EXERCISE PROMPT:
How many lines in the items below contain the string "mainsail" with matching case? Reply with the number alone.

AVAILABLE DATA:
** Begin **
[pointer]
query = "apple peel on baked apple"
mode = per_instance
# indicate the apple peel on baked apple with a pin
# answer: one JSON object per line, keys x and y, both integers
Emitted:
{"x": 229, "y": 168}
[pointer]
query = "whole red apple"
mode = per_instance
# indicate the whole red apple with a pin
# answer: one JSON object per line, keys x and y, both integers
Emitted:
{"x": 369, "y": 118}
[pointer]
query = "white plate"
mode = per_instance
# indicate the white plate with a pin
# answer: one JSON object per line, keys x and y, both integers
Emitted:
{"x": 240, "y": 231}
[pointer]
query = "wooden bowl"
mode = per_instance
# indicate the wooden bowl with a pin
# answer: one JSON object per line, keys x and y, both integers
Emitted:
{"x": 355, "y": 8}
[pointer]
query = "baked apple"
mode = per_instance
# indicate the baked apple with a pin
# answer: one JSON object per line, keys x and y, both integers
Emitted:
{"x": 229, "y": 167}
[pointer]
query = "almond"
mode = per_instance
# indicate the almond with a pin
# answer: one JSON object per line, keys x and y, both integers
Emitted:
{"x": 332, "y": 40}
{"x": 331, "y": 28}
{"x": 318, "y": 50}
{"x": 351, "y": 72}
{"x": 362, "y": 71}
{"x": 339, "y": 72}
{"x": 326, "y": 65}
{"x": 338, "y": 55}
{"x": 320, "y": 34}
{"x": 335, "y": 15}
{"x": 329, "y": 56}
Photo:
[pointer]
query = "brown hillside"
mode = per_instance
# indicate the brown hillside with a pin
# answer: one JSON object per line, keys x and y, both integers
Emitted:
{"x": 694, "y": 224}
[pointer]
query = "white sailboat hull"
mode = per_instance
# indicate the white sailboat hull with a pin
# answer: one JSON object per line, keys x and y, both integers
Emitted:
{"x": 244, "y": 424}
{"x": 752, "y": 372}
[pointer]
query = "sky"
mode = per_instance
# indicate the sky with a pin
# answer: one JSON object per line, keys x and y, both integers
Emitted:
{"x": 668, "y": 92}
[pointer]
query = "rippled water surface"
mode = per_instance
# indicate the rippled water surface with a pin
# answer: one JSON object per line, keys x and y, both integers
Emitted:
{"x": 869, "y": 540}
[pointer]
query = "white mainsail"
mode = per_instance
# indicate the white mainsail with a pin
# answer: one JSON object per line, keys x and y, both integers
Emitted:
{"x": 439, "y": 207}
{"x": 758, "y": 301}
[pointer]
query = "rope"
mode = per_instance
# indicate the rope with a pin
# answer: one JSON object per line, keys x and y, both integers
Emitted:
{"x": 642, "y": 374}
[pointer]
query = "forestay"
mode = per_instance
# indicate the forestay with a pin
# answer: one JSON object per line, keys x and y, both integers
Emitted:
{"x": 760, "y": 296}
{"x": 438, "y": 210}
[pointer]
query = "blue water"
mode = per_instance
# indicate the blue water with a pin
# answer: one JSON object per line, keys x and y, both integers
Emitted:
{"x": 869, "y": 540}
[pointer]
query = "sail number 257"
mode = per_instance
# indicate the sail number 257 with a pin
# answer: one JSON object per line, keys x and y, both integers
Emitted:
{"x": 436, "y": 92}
** End **
COMPLETE RESPONSE:
2